╭─ RAW DATA

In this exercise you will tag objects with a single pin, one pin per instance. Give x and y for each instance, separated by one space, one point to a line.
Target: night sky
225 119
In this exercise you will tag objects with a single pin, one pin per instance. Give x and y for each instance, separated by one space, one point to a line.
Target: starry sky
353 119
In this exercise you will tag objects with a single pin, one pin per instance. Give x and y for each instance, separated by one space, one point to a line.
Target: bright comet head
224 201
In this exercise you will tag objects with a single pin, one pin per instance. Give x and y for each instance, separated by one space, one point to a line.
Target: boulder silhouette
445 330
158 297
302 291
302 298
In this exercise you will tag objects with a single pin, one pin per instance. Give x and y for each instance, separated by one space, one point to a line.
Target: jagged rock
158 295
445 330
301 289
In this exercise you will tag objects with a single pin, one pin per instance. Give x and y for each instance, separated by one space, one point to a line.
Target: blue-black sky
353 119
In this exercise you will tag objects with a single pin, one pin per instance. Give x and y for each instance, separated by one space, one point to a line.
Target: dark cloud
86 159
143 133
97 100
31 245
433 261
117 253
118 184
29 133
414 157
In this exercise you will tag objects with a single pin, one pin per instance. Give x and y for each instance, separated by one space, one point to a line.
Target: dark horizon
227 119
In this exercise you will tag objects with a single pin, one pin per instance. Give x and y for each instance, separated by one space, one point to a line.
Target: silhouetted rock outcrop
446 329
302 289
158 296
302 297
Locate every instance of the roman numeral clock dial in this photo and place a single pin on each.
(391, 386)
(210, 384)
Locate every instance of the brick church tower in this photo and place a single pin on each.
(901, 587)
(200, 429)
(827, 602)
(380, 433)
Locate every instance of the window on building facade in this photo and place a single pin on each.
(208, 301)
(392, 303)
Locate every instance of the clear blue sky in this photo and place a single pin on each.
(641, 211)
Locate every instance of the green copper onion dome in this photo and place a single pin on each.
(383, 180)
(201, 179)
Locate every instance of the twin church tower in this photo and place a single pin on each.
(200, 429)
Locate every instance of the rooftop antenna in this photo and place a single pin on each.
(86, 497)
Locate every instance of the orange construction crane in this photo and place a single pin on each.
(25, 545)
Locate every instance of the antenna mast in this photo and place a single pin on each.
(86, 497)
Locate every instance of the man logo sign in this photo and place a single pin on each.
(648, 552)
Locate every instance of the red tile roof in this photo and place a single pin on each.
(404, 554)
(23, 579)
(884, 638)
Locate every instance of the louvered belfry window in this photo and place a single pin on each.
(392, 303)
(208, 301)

╰─

Only the lines from the one containing "Locate every instance of the louvered" through the last line of the material belong in your answer; output them exactly.

Locate every instance of the louvered belfry window in this photo and place a single pin on each.
(392, 303)
(208, 301)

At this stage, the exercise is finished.